▶ [Task details]: Take the line containing "the flower petal" and every line after it in the data below, and print them exactly as given, with nothing else.

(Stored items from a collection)
————————
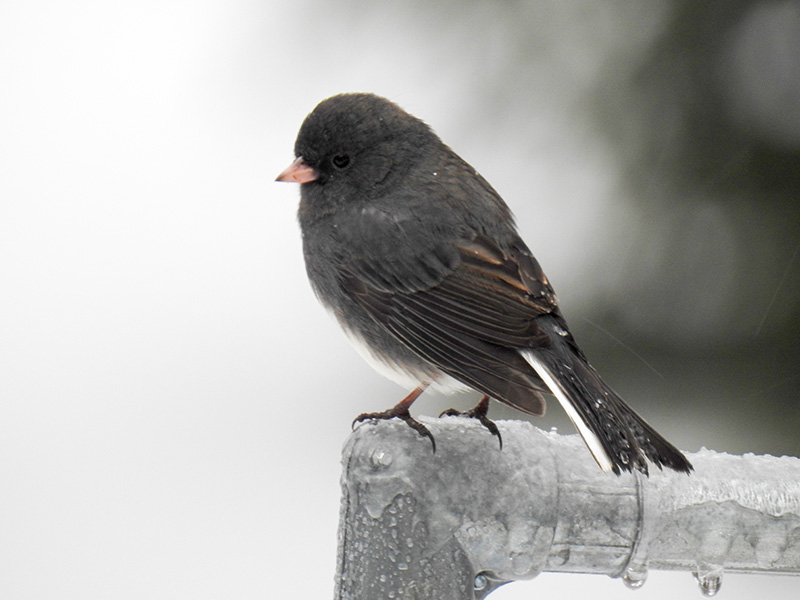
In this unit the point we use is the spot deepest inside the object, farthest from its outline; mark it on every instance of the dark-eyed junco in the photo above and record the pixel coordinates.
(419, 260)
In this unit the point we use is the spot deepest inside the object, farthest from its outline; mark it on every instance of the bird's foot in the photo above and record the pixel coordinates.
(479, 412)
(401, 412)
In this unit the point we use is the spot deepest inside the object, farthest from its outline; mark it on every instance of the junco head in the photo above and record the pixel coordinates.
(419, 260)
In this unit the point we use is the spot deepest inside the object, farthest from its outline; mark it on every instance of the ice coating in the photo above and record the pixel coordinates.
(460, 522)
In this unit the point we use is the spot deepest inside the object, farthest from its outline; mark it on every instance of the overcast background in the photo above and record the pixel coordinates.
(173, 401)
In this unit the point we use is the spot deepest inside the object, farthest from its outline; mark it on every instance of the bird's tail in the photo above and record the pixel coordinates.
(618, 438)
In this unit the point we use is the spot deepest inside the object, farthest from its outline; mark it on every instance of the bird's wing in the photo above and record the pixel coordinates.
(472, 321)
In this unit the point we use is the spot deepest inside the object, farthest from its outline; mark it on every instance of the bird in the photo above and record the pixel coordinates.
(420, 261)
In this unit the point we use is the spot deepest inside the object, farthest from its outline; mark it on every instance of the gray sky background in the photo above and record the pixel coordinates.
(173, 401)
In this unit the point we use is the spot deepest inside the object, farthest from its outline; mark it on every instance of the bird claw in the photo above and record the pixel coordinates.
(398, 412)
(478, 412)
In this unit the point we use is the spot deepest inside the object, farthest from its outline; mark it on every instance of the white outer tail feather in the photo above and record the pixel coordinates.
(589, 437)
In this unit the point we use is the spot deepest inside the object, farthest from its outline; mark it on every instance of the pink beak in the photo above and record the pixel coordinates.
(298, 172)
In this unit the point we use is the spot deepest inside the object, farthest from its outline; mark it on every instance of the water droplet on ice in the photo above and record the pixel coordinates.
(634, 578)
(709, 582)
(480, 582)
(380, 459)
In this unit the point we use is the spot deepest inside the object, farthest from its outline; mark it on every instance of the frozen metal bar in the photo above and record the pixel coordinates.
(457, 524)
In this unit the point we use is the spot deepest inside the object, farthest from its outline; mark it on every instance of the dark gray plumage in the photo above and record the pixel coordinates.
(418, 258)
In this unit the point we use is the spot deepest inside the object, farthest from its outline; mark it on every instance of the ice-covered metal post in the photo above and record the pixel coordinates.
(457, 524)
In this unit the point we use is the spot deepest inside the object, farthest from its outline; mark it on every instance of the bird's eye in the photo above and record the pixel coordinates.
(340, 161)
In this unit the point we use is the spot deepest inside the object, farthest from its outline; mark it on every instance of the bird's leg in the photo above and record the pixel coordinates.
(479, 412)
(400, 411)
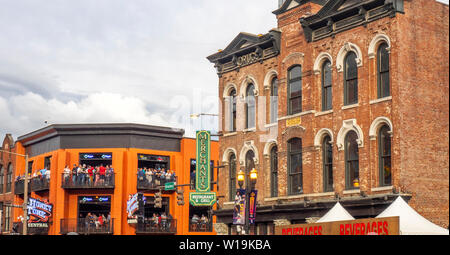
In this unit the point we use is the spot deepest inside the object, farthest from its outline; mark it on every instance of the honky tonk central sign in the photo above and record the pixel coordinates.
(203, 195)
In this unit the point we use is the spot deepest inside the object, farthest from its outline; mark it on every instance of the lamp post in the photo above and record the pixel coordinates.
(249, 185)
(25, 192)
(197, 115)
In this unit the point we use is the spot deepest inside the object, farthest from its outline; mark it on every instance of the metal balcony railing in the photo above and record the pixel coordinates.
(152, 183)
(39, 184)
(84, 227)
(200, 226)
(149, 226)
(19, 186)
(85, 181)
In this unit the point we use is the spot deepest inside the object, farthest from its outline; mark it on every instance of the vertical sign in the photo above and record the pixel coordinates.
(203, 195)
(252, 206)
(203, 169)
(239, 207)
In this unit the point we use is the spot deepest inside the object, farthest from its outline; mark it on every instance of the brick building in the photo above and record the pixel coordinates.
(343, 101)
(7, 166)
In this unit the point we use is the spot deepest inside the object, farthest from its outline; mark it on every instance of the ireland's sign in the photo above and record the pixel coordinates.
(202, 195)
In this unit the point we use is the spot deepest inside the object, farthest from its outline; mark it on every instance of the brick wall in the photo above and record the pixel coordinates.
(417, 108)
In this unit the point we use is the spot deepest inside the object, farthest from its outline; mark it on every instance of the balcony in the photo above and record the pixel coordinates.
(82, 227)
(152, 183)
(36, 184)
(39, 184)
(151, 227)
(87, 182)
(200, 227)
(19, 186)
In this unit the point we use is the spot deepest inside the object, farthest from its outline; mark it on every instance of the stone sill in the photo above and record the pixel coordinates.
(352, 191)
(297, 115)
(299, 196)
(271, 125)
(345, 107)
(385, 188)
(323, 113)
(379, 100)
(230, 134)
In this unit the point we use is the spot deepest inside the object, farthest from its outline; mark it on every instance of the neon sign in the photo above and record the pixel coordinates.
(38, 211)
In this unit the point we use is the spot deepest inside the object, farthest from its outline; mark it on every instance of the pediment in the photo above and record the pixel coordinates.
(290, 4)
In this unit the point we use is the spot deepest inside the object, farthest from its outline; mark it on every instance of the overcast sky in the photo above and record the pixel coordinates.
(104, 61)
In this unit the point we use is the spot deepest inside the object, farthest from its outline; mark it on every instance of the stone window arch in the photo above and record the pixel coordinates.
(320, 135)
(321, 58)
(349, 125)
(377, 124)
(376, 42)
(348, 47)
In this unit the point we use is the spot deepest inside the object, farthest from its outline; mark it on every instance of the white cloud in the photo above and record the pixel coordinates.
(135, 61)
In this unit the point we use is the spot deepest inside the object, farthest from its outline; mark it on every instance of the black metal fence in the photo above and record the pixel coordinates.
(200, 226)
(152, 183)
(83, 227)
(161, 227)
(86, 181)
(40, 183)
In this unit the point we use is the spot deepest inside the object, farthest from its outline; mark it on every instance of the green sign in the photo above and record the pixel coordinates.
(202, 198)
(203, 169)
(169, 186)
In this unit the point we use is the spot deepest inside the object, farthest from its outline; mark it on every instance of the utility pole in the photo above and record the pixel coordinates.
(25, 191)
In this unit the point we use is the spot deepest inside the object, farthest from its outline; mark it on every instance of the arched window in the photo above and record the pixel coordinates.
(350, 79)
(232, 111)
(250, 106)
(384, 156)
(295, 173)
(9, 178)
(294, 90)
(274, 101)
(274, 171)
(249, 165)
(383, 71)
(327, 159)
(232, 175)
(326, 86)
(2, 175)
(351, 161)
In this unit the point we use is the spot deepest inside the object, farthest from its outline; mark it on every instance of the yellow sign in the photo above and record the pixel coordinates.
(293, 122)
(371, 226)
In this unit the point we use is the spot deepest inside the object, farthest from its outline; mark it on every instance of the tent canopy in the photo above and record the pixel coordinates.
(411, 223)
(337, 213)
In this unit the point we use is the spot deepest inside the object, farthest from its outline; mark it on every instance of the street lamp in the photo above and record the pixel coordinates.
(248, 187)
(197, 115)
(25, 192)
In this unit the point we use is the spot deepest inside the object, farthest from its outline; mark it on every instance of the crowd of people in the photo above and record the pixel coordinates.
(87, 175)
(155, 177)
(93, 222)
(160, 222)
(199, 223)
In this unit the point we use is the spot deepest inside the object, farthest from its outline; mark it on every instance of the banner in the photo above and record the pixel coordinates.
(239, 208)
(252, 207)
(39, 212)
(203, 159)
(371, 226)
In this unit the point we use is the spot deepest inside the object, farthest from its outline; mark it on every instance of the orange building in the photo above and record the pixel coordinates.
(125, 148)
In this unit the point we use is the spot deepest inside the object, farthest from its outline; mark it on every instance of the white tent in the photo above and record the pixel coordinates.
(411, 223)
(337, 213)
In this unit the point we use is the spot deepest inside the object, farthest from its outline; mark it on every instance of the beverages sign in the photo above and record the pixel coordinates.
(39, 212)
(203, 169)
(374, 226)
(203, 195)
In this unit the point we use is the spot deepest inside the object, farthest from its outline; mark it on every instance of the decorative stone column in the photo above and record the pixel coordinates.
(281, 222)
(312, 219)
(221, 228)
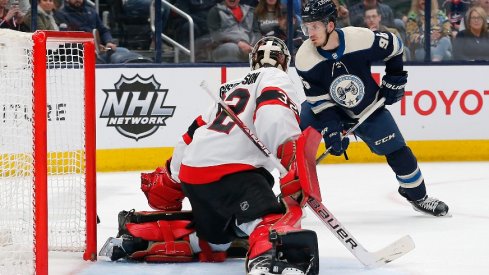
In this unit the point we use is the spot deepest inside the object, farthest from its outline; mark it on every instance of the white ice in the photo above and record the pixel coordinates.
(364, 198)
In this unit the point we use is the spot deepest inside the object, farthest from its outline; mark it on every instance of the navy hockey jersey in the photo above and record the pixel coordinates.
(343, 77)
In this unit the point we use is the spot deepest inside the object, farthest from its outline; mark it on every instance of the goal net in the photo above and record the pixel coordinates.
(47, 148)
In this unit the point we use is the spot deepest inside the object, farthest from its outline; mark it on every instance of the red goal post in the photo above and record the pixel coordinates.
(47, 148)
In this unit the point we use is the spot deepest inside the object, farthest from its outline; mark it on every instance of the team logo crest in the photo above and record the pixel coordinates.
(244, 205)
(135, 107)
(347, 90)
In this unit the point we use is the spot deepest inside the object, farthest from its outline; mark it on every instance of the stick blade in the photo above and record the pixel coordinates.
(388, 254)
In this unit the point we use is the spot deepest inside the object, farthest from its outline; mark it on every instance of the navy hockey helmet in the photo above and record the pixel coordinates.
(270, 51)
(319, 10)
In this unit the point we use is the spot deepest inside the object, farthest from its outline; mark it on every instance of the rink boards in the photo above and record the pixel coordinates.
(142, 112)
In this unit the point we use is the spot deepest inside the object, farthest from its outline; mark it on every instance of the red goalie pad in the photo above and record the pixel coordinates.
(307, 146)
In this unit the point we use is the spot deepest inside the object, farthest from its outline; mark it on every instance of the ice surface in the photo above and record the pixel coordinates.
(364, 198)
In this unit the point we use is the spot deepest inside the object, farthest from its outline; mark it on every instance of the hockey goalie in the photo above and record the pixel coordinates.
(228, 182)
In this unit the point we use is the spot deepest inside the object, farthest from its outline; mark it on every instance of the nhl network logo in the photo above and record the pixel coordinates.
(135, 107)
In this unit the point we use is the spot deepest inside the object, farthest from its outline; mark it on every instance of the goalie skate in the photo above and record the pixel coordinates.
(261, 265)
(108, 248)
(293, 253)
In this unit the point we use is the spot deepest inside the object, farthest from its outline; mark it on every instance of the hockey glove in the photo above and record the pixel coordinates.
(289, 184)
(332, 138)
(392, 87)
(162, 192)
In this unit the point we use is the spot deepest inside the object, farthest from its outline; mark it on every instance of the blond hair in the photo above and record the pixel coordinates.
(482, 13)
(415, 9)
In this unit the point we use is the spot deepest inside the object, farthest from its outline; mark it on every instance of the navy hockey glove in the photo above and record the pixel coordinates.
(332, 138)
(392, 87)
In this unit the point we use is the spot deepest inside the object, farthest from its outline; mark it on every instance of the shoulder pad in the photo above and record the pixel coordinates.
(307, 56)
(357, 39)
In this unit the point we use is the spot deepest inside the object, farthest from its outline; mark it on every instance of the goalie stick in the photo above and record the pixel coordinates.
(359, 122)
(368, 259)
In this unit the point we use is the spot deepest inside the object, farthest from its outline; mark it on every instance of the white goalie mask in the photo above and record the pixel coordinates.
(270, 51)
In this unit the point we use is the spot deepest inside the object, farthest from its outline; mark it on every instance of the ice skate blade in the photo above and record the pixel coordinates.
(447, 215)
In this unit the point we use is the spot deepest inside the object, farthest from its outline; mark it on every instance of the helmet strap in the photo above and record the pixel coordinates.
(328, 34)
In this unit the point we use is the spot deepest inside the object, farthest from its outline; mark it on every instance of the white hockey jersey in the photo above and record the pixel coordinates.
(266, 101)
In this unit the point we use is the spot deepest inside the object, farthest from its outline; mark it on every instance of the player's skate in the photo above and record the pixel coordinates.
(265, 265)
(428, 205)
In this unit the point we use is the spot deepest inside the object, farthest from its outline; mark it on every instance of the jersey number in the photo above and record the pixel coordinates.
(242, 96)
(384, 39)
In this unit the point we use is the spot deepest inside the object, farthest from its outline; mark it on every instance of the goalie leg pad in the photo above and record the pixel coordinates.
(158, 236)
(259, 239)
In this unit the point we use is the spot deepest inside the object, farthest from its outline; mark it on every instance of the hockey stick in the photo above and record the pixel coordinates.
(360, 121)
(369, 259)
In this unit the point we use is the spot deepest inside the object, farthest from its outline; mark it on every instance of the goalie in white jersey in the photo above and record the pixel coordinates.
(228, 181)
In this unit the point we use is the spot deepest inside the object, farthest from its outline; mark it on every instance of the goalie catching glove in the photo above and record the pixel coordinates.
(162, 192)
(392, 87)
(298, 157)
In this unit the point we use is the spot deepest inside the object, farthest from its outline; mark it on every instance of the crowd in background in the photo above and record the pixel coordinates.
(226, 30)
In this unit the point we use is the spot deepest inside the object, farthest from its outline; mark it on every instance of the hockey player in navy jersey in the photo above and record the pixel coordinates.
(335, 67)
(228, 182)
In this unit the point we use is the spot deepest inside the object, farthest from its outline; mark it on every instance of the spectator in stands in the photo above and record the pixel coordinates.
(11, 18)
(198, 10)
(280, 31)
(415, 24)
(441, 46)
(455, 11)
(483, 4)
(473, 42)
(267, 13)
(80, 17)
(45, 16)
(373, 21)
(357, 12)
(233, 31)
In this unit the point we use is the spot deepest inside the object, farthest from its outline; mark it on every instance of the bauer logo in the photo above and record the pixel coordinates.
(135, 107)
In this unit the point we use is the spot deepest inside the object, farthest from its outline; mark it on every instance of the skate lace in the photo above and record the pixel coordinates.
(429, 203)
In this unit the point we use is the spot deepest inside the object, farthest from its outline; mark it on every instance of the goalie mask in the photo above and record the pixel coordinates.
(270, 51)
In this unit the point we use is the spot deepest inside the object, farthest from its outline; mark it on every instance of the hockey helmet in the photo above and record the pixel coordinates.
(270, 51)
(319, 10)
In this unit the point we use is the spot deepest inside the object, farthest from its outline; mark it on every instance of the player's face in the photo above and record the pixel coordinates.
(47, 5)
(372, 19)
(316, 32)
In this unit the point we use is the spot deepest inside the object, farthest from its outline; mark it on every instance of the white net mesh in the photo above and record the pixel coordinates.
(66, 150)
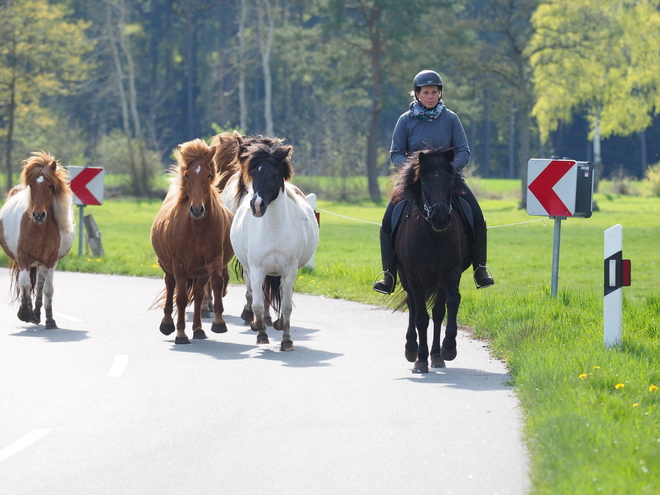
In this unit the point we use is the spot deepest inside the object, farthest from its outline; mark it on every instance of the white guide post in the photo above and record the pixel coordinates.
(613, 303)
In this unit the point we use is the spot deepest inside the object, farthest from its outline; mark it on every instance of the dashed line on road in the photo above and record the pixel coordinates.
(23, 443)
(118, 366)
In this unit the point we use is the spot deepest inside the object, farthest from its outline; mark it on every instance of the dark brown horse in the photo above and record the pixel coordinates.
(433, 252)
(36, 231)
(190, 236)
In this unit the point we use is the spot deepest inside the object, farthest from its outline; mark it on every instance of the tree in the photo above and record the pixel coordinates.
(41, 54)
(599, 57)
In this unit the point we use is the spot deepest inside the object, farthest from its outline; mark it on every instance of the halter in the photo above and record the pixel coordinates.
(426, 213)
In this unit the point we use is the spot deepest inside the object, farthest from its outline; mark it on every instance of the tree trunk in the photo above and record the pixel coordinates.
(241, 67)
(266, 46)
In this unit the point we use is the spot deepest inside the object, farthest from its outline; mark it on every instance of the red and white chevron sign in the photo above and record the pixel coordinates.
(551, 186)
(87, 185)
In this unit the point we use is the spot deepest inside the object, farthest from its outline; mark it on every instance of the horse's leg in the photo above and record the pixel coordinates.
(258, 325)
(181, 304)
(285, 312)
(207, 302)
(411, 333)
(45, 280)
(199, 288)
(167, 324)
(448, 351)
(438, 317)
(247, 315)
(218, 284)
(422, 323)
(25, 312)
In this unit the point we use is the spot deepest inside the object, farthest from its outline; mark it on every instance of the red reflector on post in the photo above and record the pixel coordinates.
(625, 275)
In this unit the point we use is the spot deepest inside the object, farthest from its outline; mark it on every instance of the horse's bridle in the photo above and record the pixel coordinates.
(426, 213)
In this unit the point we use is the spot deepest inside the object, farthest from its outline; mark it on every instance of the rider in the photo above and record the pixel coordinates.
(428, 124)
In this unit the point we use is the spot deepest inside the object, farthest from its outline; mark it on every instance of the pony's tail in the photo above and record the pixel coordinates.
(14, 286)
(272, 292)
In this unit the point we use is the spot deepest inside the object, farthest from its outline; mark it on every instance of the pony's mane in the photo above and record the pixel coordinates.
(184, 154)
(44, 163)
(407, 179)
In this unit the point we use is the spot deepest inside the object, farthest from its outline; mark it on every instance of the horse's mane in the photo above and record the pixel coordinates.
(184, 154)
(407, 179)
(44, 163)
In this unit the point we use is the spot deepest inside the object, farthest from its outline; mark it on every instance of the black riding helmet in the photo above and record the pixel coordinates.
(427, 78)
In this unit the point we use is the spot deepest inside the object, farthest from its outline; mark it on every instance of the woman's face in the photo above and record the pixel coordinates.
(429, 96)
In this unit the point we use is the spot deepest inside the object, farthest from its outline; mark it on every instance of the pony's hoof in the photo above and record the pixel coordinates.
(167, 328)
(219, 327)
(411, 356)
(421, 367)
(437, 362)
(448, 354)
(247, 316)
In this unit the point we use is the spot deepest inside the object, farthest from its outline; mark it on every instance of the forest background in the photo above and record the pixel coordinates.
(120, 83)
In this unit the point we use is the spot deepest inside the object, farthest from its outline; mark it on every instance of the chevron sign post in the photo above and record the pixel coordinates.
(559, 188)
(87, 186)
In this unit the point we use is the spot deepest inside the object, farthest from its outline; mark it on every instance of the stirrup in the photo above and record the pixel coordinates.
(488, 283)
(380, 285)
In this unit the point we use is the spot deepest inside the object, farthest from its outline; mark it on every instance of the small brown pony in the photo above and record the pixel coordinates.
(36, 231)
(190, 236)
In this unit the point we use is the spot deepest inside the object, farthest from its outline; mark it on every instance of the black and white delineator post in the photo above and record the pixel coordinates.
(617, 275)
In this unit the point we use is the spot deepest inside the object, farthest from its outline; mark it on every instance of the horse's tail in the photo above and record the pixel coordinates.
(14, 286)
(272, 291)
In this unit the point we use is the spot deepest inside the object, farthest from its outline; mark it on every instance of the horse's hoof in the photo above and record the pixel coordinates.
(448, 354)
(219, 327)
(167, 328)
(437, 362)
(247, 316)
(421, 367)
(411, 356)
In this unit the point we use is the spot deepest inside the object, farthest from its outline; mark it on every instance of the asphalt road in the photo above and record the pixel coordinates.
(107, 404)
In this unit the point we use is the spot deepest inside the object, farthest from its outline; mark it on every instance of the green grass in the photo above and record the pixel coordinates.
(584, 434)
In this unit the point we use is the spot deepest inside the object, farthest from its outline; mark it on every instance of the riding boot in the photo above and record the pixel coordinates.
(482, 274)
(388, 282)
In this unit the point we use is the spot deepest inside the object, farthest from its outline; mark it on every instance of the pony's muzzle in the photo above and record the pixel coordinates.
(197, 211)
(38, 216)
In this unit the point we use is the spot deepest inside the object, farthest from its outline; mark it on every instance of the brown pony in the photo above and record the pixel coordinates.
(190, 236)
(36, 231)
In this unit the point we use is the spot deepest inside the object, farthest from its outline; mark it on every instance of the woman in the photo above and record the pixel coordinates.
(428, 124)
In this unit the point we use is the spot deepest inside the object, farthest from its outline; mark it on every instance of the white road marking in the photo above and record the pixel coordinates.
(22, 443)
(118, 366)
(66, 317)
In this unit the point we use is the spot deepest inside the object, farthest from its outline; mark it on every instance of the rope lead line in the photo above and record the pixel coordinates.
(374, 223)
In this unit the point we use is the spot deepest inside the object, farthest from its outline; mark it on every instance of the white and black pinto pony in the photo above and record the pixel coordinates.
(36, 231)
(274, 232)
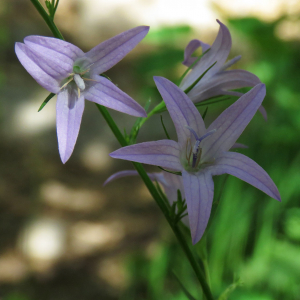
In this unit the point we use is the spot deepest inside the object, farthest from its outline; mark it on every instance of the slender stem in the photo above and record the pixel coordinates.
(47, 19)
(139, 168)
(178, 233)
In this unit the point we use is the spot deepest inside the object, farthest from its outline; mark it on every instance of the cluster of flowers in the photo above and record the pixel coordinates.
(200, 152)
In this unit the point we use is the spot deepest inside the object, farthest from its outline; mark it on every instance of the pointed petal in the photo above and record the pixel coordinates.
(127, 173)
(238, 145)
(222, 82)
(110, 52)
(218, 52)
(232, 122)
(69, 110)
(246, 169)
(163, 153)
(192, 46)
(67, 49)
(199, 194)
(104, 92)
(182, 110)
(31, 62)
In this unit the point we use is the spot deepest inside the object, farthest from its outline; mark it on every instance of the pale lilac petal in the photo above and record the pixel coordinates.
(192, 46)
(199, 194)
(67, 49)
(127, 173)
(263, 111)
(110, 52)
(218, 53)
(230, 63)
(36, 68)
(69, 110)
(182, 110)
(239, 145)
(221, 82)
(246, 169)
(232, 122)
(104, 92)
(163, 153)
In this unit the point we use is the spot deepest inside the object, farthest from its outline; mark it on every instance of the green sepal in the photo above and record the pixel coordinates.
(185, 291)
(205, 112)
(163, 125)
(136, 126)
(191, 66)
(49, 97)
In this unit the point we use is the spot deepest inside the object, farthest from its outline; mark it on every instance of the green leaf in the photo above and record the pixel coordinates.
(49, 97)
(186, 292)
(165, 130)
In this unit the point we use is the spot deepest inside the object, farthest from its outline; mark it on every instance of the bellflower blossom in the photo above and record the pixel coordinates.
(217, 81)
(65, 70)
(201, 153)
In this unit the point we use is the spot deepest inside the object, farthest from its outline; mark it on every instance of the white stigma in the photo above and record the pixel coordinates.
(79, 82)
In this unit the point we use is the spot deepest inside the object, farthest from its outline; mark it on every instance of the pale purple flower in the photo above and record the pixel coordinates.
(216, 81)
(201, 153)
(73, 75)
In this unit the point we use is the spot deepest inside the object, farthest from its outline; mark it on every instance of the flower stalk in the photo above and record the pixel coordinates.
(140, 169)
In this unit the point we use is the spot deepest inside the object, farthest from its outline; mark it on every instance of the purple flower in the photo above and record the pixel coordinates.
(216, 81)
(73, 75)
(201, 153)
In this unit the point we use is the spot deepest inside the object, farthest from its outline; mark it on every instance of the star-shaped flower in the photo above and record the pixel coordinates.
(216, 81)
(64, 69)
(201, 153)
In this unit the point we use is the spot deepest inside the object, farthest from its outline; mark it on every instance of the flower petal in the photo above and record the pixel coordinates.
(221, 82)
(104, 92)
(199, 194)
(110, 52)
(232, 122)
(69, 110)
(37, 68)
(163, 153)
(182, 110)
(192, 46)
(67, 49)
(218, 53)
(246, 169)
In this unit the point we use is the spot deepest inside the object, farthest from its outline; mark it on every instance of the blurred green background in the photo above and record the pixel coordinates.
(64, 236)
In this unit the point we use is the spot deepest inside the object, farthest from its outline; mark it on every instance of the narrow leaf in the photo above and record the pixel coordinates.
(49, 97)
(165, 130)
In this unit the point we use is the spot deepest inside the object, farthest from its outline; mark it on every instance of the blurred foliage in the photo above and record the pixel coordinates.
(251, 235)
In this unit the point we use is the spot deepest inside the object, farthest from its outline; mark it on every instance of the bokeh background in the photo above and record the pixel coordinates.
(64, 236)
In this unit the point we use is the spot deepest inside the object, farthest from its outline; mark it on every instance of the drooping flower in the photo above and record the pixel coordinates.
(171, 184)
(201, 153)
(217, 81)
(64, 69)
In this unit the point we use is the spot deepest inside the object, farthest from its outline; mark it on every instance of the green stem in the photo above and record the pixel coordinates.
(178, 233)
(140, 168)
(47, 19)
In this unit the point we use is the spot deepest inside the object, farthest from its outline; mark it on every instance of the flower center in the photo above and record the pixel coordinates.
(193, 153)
————————
▶ [Solution to the problem]:
In this unit the point we use is the spot deepest inside the object, farthest from its outline; mark it on every instance of the flower petal in the photo above and record the pixel coordinates.
(221, 82)
(104, 92)
(199, 194)
(110, 52)
(232, 122)
(69, 110)
(37, 68)
(163, 153)
(182, 110)
(192, 46)
(67, 49)
(218, 53)
(246, 169)
In this unit the point we use is the spot deepest inside the object, farthest from its outline; mark it on every instance of the blurred green background in the photo above and record the pixel coordinates.
(64, 236)
In this unit the point we use is the spot deepest inside the object, farthest from its outline; mark it on every instance of the narrow leaf in the photo above and record the pixel coordinates.
(49, 97)
(165, 130)
In this unit the point we use is the spot deepest inside the object, farthest from its outline; mark it on every instance of the blurred foliage in the photo above and record the pixel coordinates.
(251, 235)
In this unit the point we use is the spot deepest inside the object, farthest from its outline; mark it on every instance of the bokeh background in the photo above and record the pixel coordinates.
(64, 236)
In this unit the point we use is the spot deepest inside the object, farthest from its outline; mark it on every instance of the drooping flower in the photo above and record the pixel coordinates.
(171, 184)
(201, 153)
(217, 81)
(64, 69)
In this unit the point we use is the spot deepest inside the object, farthest from its outline; mark it on every instance of the green stem in the photo above and record the pixel coordinates.
(178, 233)
(140, 168)
(47, 19)
In this unit the point we use is the spot deepest inside the object, farthest from its outline; mark it on every instance of the flower center in the photo above and record the pixel coordinates.
(193, 153)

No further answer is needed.